--- Description of the task ---
Render all the rows below as a Markdown table with two columns, Nr for the row number and Line for the text. Leave out blank lines.

*** Opening Data ***

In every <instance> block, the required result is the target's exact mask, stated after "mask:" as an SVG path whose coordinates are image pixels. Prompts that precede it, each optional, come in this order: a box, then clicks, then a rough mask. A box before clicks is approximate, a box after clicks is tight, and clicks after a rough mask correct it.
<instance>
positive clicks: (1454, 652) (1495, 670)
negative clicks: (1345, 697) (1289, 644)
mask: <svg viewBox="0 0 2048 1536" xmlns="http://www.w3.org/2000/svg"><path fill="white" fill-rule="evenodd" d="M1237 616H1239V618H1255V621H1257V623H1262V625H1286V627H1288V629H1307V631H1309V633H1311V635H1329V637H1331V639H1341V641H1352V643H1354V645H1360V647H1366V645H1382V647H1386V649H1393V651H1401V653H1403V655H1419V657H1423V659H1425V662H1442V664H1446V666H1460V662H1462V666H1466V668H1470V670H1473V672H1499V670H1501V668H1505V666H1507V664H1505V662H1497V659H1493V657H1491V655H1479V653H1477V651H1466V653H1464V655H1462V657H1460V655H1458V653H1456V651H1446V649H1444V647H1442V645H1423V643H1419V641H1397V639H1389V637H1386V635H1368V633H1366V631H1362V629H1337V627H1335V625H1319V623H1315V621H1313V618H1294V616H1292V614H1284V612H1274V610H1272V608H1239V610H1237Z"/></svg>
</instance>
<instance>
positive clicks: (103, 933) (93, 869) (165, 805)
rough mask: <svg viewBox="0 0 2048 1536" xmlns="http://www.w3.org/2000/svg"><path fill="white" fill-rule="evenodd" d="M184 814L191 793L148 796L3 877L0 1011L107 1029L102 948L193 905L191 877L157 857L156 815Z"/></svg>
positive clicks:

*** Closing Data ***

--- Written reply ---
| Nr | Line |
|---|---|
| 1 | In every <instance> block, the required result is the target's exact mask, stated after "mask:" as an SVG path whose coordinates are image pixels. Prompts that precede it, each optional, come in this order: a box, then clicks, then a rough mask. A box before clicks is approximate, a box after clicks is tight, and clicks after a rough mask correct it. |
| 2 | <instance> |
| 3 | positive clicks: (1454, 652) (1495, 670) |
| 4 | negative clicks: (1345, 697) (1289, 644) |
| 5 | mask: <svg viewBox="0 0 2048 1536" xmlns="http://www.w3.org/2000/svg"><path fill="white" fill-rule="evenodd" d="M1237 616H1239V618H1255V621H1257V623H1262V625H1286V627H1288V629H1307V631H1309V633H1311V635H1329V637H1331V639H1341V641H1352V643H1354V645H1360V647H1366V645H1382V647H1386V649H1393V651H1401V653H1403V655H1419V657H1423V659H1425V662H1442V664H1446V666H1460V662H1462V666H1466V668H1470V670H1473V672H1499V670H1501V668H1505V666H1507V664H1505V662H1497V659H1493V657H1491V655H1479V653H1477V651H1466V653H1464V655H1462V657H1460V655H1458V653H1456V651H1446V649H1444V647H1442V645H1423V643H1419V641H1397V639H1389V637H1386V635H1368V633H1366V631H1362V629H1337V627H1335V625H1319V623H1315V621H1313V618H1294V616H1292V614H1284V612H1274V610H1272V608H1239V610H1237Z"/></svg> |
| 6 | </instance> |
| 7 | <instance> |
| 8 | positive clicks: (103, 933) (93, 869) (165, 805) |
| 9 | rough mask: <svg viewBox="0 0 2048 1536" xmlns="http://www.w3.org/2000/svg"><path fill="white" fill-rule="evenodd" d="M184 814L191 793L148 796L3 877L0 1011L107 1029L102 948L193 905L191 877L157 857L156 815Z"/></svg> |
| 10 | positive clicks: |